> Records

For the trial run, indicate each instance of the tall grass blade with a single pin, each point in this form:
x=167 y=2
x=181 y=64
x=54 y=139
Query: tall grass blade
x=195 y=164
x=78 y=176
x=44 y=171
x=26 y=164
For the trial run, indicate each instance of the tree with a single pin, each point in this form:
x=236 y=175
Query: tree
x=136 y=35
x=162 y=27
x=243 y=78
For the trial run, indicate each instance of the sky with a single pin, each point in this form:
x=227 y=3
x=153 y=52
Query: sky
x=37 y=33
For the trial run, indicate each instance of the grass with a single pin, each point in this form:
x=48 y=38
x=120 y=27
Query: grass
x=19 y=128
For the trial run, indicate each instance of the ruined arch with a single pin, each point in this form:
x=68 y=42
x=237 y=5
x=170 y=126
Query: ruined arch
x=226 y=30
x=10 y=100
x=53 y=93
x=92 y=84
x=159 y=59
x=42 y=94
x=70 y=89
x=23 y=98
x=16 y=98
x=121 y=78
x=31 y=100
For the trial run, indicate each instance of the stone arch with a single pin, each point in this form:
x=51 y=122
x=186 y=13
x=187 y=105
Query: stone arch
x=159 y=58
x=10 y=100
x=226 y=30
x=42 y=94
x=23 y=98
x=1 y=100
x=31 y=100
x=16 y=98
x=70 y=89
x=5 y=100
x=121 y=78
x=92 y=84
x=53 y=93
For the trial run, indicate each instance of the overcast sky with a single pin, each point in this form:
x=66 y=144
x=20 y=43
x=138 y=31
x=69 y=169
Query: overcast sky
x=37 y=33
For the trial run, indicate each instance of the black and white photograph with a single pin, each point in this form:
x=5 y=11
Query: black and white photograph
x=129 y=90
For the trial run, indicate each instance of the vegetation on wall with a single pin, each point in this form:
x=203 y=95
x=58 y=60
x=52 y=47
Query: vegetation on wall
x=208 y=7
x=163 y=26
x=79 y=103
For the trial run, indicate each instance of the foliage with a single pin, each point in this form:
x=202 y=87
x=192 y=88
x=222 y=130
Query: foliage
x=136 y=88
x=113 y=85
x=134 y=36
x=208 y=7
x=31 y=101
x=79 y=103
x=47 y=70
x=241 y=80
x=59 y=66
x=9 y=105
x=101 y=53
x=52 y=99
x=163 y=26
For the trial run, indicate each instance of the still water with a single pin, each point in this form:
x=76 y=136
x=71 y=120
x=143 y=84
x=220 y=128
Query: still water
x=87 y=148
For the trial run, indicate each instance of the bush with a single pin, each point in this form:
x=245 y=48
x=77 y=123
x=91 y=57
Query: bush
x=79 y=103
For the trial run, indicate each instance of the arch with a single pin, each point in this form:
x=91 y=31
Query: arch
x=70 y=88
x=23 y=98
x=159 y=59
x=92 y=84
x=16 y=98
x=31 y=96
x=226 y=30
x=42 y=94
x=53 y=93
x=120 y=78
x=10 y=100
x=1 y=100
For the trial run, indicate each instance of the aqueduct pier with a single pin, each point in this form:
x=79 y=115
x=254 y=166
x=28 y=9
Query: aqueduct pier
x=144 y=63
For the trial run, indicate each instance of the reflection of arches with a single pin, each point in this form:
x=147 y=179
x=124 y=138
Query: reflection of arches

> Objective
Each record must be repeated exactly as it is.

> The result
For the trial run, indicate each instance of the tall grass blade with a single pin, each point in this form:
x=167 y=2
x=181 y=64
x=54 y=139
Query: tall grass blade
x=195 y=164
x=78 y=176
x=44 y=171
x=26 y=164
For the trial run, indicate each instance of the tree with a single pin, each point in this form:
x=236 y=175
Query: tree
x=136 y=35
x=162 y=27
x=243 y=78
For the trial run, indicate each instance of the sky with a single pin, each point in this form:
x=227 y=3
x=153 y=52
Query: sky
x=37 y=33
For the trial run, indicate each instance of the grass with a single pin, each point in this form:
x=48 y=38
x=120 y=27
Query: grass
x=19 y=128
For the trial run, indicate each instance of the ruined arch with a single pin, each point in this form:
x=68 y=42
x=237 y=5
x=170 y=126
Query: ruined arch
x=226 y=30
x=10 y=100
x=53 y=93
x=92 y=84
x=159 y=59
x=42 y=94
x=70 y=89
x=23 y=98
x=16 y=98
x=121 y=78
x=31 y=100
For the trial run, indicate each instance of the stone arch with a single pin, each point in this form:
x=51 y=122
x=186 y=13
x=187 y=105
Query: stone arch
x=159 y=58
x=10 y=100
x=226 y=30
x=42 y=94
x=23 y=98
x=1 y=100
x=31 y=100
x=16 y=98
x=70 y=89
x=5 y=100
x=121 y=78
x=92 y=84
x=53 y=93
For the trial run, indicate each instance of the overcast sky with a single pin, each point in this form:
x=66 y=144
x=20 y=43
x=138 y=31
x=69 y=169
Query: overcast sky
x=37 y=33
For the trial run, indicate each instance of the black and white photograph with a single pin, each point in this form:
x=5 y=11
Query: black and white photograph
x=129 y=90
For the trial run, indicate each instance of the vegetation on wall with a single pin, each point in this form:
x=203 y=95
x=58 y=60
x=52 y=47
Query: vegetation on wall
x=208 y=7
x=163 y=26
x=79 y=103
For the trial run, indicate each instance of the foliage with a single pin, each point in this form:
x=202 y=87
x=192 y=88
x=222 y=130
Query: foliage
x=136 y=88
x=113 y=85
x=134 y=36
x=208 y=7
x=31 y=101
x=79 y=103
x=47 y=70
x=241 y=80
x=59 y=66
x=9 y=105
x=101 y=53
x=52 y=99
x=163 y=26
For the trial run, indicate each instance of the still water with a single pin, each point in this form:
x=76 y=136
x=71 y=120
x=143 y=84
x=220 y=128
Query: still water
x=87 y=148
For the trial run, indicate each instance of the bush with a single pin, each point in this form:
x=245 y=48
x=77 y=123
x=91 y=57
Query: bush
x=79 y=103
For the trial run, indicate each instance of the arch with a single pin, each point in this form:
x=91 y=31
Query: arch
x=70 y=88
x=23 y=98
x=159 y=59
x=92 y=84
x=16 y=98
x=31 y=96
x=226 y=30
x=42 y=94
x=53 y=93
x=120 y=78
x=10 y=100
x=1 y=100
For the trial run, indicate each instance of the aqueduct pier with a single pin, each point in this form:
x=79 y=115
x=254 y=166
x=28 y=9
Query: aqueduct pier
x=144 y=63
For the trial run, indicate each instance of the reflection of arches with a single pin, each point in this form:
x=147 y=179
x=124 y=138
Query: reflection of arches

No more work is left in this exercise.